* Required work *
Shift the keypoint coordinates in the listing below by adding 14 to every number. Rewrite each line from the line with "Each instance of the dark" up to and including the line with "Each instance of the wet", keeping the labeling requests.

* Given information *

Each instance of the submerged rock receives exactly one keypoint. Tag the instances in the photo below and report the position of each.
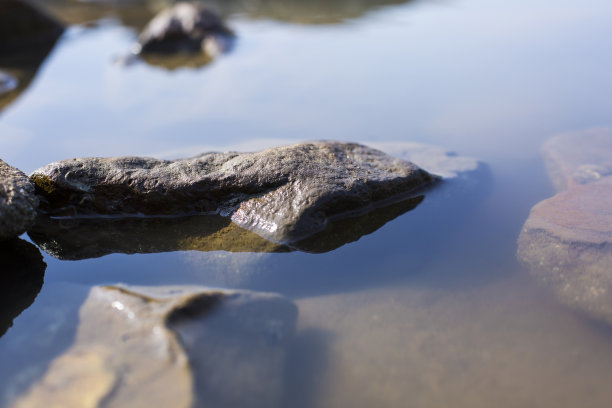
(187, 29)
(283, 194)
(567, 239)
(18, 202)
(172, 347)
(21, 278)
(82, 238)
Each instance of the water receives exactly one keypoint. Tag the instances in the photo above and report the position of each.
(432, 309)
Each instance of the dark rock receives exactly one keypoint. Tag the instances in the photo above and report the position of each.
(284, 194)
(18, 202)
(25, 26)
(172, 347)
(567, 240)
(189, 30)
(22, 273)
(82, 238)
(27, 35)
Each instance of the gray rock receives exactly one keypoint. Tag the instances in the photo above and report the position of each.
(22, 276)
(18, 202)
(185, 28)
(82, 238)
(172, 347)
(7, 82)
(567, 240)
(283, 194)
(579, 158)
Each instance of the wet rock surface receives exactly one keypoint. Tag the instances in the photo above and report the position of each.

...

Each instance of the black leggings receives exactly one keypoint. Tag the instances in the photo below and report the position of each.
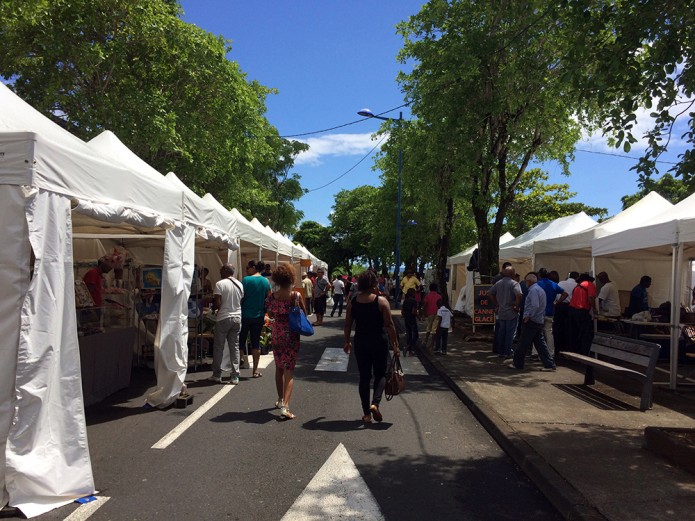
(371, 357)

* Output for this task *
Each instance of the dark rock receives exactly one keypoint. Tag the instances in the photo above and report the position of each.
(298, 208)
(32, 216)
(39, 40)
(186, 361)
(581, 254)
(203, 44)
(36, 287)
(96, 252)
(41, 49)
Each instance of the gray rock receives exactly one keypoint. Tag the instances in the photo above and report the position of each.
(36, 290)
(32, 216)
(199, 42)
(96, 252)
(186, 361)
(21, 96)
(581, 254)
(297, 208)
(593, 172)
Each instance of the wet rock surface receives exactly one keypoint. Tag the instances in the photo above and report the position of each.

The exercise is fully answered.